▶ [Your task]: Write every entry out again with no changes, and leave the images behind.

+ + + + +

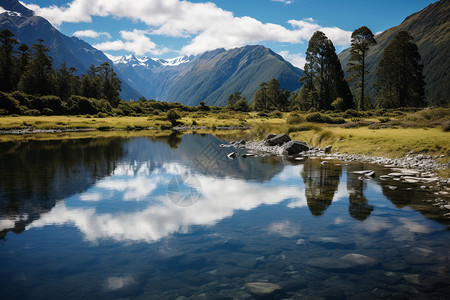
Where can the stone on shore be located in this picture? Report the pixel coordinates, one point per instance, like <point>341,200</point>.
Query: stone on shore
<point>295,147</point>
<point>278,140</point>
<point>232,155</point>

+ + + + +

▶ [Solution for this problem]:
Where can the stone on shore be located in this picture? Report the pixel coordinates, one point per instance, like <point>341,200</point>.
Query: stone on shore
<point>295,147</point>
<point>278,140</point>
<point>232,155</point>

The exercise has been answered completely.